### Provided information
..............................
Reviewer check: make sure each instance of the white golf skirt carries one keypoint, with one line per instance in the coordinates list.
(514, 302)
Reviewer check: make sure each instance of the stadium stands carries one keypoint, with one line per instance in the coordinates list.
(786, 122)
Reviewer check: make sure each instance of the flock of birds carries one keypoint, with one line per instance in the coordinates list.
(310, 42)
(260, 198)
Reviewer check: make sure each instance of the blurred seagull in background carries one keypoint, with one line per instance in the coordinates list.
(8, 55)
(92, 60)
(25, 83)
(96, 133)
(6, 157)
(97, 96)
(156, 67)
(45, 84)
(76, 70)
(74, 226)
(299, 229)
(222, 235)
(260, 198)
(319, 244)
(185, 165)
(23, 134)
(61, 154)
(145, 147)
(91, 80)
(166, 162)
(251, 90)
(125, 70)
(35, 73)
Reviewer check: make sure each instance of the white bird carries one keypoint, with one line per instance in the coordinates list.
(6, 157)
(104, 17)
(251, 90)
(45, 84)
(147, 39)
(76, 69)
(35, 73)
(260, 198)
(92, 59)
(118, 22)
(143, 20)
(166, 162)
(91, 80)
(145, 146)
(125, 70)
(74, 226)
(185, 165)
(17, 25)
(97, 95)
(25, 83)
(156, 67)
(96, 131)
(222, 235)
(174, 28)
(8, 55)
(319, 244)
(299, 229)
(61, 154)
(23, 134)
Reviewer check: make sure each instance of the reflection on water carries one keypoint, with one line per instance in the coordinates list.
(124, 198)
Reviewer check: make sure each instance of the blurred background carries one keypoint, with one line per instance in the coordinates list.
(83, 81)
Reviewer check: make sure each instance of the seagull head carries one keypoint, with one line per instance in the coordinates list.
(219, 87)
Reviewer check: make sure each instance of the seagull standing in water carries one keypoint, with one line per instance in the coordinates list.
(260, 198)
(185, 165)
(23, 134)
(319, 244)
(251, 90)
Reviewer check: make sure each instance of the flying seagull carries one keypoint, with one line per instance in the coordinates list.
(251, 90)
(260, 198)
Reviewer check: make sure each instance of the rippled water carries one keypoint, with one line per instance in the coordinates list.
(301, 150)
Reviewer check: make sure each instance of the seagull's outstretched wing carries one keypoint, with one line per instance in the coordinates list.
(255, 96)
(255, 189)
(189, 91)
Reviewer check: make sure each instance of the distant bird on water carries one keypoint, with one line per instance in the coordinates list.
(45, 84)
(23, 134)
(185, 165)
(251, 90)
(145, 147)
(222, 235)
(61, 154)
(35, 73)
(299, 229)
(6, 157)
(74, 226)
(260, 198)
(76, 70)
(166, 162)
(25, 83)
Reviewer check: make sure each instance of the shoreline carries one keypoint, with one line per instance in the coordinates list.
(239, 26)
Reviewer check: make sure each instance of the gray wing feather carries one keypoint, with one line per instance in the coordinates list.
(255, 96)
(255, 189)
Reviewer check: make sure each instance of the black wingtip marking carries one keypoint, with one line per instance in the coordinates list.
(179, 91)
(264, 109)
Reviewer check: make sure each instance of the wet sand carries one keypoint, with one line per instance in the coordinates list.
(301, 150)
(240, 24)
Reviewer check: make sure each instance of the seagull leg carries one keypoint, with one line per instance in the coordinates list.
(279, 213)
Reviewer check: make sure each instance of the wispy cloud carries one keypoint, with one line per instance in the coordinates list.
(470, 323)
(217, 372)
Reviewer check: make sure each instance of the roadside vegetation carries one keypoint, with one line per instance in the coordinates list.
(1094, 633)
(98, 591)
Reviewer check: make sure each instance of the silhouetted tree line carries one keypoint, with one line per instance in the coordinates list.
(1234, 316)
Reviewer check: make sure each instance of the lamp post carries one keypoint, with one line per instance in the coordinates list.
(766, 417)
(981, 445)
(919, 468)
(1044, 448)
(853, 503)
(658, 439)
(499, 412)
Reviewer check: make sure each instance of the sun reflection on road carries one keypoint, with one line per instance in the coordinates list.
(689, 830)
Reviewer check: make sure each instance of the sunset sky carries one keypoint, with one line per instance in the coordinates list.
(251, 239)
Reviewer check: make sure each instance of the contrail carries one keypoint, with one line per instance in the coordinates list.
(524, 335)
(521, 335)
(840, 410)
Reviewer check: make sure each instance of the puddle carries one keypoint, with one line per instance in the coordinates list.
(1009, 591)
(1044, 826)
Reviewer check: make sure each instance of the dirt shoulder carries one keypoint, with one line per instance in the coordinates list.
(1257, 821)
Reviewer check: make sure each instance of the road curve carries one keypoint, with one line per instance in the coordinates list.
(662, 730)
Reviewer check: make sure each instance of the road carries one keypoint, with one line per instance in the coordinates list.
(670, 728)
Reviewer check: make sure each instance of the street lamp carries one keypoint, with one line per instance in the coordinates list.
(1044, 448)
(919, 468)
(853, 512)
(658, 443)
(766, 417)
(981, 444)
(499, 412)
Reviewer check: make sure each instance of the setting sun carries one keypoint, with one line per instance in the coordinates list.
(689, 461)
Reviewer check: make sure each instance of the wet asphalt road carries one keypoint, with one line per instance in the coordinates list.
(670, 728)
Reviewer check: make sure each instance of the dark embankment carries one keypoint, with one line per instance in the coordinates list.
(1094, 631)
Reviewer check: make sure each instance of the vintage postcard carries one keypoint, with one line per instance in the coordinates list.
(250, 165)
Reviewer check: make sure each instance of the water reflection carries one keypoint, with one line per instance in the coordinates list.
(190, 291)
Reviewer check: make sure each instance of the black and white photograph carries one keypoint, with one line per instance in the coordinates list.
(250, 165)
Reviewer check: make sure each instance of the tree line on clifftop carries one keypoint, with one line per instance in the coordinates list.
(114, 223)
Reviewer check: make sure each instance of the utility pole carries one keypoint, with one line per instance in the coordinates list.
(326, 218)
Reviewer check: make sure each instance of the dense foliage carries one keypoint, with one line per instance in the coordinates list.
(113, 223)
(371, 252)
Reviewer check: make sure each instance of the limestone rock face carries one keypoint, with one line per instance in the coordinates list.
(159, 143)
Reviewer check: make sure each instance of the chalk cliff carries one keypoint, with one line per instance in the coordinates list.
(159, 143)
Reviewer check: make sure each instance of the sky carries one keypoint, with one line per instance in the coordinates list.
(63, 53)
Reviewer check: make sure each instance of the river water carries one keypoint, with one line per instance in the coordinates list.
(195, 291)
..............................
Please give the listing above one more time, exactly as it reads.

### Result below
Reviewer check: make sure each instance of the white golf skirt carries one keypoint, with one line per instance in the coordinates list.
(514, 302)
Reviewer check: make sure each instance of the stadium stands carries one keypoint, with one line per instance in the coordinates list.
(786, 122)
Reviewer check: make sure each instance of the flock of birds carries one keypoint, with one line per instance in the coordinates list.
(310, 42)
(260, 198)
Reviewer check: make sure each instance of the blurred seagull in background carries one keypoint, with one line per instance in the coordinates list.
(8, 55)
(92, 60)
(25, 83)
(96, 133)
(6, 157)
(97, 96)
(156, 67)
(45, 84)
(76, 70)
(74, 226)
(299, 229)
(222, 235)
(260, 198)
(319, 244)
(185, 165)
(23, 134)
(61, 154)
(145, 147)
(91, 80)
(166, 162)
(251, 90)
(125, 70)
(35, 73)
Reviewer check: make sure each instance of the white bird carries one keypoint, with one line per instance in the coordinates list.
(6, 157)
(104, 17)
(251, 90)
(45, 84)
(147, 39)
(76, 69)
(35, 73)
(260, 198)
(92, 59)
(118, 22)
(143, 20)
(166, 162)
(91, 80)
(145, 146)
(125, 70)
(74, 226)
(185, 165)
(17, 25)
(97, 95)
(25, 83)
(156, 67)
(96, 131)
(222, 235)
(174, 28)
(8, 55)
(319, 244)
(299, 229)
(61, 154)
(23, 134)
Reviewer check: make sure each instance of the reflection on water carries one keypoint, with one line per instance in the coordinates list.
(124, 198)
Reviewer check: make sure each instance of the blurred background carries one keypoint, with one line per instance in the coordinates list.
(83, 81)
Reviewer check: make sure each instance of the seagull head carries one keypoint, with one line per instance in the coordinates list.
(219, 87)
Reviewer check: make sure each instance of the seagull standing in water carries one keypoint, with one line per instance in the coordinates list.
(260, 198)
(185, 165)
(23, 134)
(319, 244)
(251, 90)
Reviewer check: make sure each instance of the flying seagull carries one keypoint, with one line per instance in the coordinates list.
(251, 90)
(260, 198)
Reviewer check: make sure each instance of the rippled water carries one keypoint, with one line per instance in the coordinates list.
(301, 150)
Reviewer check: make sure each instance of the seagull's outstretched wing carries one keypoint, with one line per instance in the coordinates list.
(255, 96)
(255, 189)
(189, 91)
Reviewer check: make sure each instance of the distant bird on water carries one keypoint, with one line per instance in the coordinates list.
(45, 84)
(23, 134)
(185, 165)
(251, 90)
(145, 147)
(222, 235)
(61, 154)
(35, 73)
(299, 229)
(6, 157)
(74, 226)
(260, 198)
(76, 70)
(166, 162)
(25, 83)
Reviewer check: make sure each instance of the shoreline carries one keypoint, with one line per instance in the coordinates list.
(239, 26)
Reviewer check: make sure each instance of the gray wing feather carries one keypoint, with one line per instance in the coordinates list.
(255, 96)
(255, 189)
Reviewer check: make sure each instance of the black wingtip marking carries one keypoint, with one line per instance in the coordinates list.
(179, 91)
(264, 109)
Reviewer check: make sure each instance of the wet sand carries one keypoint, with one line per instance in the coordinates list.
(301, 150)
(240, 24)
Reviewer check: make sure each instance of the seagull leg carries one keypoint, with one line per instance in the coordinates list.
(279, 213)
Reviewer check: make sure each instance of the wispy cloud carries one keypoint, with one line per instance in the coordinates list.
(470, 323)
(217, 372)
Reviewer check: make sure each instance of the roadside vegetation carries one keypoint, with one line per instance in the coordinates list.
(1094, 633)
(98, 591)
Reviewer check: make sure each instance of the silhouetted tree line carries one keypoint, with one line per instance in the coordinates list.
(1234, 316)
Reviewer check: make sure each instance of the lamp post carries one keypoint, with one line per instance in the coordinates list.
(766, 417)
(981, 445)
(919, 468)
(1044, 448)
(853, 503)
(658, 439)
(499, 412)
Reviewer check: make sure each instance of the sun reflection on road carries one keypoint, with one line per instance in the coordinates list.
(689, 830)
Reviewer check: make sure each instance of the sunset sky carries one keypoint, with one line per instance in the coordinates list.
(251, 239)
Reviewer check: make sure each instance of the contrail carries one keypoint, with one line per instance in the coordinates list.
(524, 335)
(521, 335)
(840, 410)
Reviewer check: make sure each instance of the puddle carries one keypoint, with one line per instance in the coordinates list.
(1009, 591)
(1044, 826)
Reviewer check: make sure each instance of the dirt shoulder carries one keypoint, with one line per instance in the coordinates list.
(1257, 821)
Reviewer check: make sure each instance of the road curve carries one keypoint, with one line per instance in the coordinates list.
(662, 730)
Reviewer check: make sure each instance of the road carries one keypoint, with one line per instance in the coordinates list.
(670, 728)
Reviewer check: make sure each instance of the street lamp carries one keypoint, with one line per instance in the coordinates list.
(1044, 448)
(919, 468)
(853, 512)
(658, 443)
(766, 417)
(981, 444)
(499, 412)
Reviewer check: make sure each instance of the setting sun carries one keypoint, with one line per instance in the coordinates list.
(689, 461)
Reviewer check: make sure each instance of the wet asphalt road carries one keypoint, with one line per instance in the coordinates list.
(670, 728)
Reviewer check: make sure each instance of the dark embankment carries one keypoint, with one line per instance in the coordinates list.
(1094, 631)
Reviewer check: make sure each instance of the vintage postcard carries one keypoint, with one line per instance in the coordinates list.
(250, 165)
Reviewer check: make sure each instance of the water reflection carries one keypoint, with one line per instance in the coordinates list.
(190, 291)
Reviewer check: make sure each instance of the black and white photograph carries one keypoint, with one line per instance in the coordinates list.
(250, 165)
Reviewer check: make sure each instance of the tree line on clifftop carries one keypoint, with one line per instance in the coordinates list.
(114, 223)
Reviewer check: make sure each instance of the utility pole carries one keypoint, with one line per instance in the coordinates list.
(326, 218)
Reviewer check: make sure each instance of the dense foliage carries one keypoint, with one line per instance in the coordinates list.
(113, 223)
(371, 252)
Reviewer check: make sure each instance of the limestone rock face carries one keypoint, with one line per instance in the coordinates list.
(159, 143)
Reviewer check: make sure each instance of the chalk cliff carries one keypoint, with one line per instance in the coordinates list.
(159, 143)
Reviewer check: make sure each instance of the sky carries one keypoint, with one line per instance in the coordinates list.
(63, 53)
Reviewer check: make sure each instance of the river water carries one keypoint, with one line per instance in the coordinates list.
(195, 291)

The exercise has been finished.